(Region labeling items)
---*---
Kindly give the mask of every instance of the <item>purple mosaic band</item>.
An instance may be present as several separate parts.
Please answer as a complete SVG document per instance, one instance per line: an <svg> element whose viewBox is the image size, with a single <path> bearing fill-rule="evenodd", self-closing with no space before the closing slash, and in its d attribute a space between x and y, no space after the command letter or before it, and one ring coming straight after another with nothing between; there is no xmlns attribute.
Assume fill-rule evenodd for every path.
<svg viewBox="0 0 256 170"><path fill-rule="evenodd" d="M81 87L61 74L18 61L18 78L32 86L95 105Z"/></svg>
---*---
The problem: Please reproduce each line of the entries above verbatim.

Completed task:
Kindly give the mask of every instance of the <item>purple mosaic band</item>.
An instance may be present as several separate parts.
Please answer as a complete SVG document per instance, one instance per line: an <svg> element whose viewBox is the image size, with a single <path> bearing fill-rule="evenodd", self-closing with no space before the closing slash, and in its d attribute a space between x and y, no space after the command letter or before it, and one ring coming straight after another with nothing between; there is no xmlns attribute.
Assume fill-rule evenodd for every path.
<svg viewBox="0 0 256 170"><path fill-rule="evenodd" d="M81 87L61 74L18 61L18 78L32 86L95 105Z"/></svg>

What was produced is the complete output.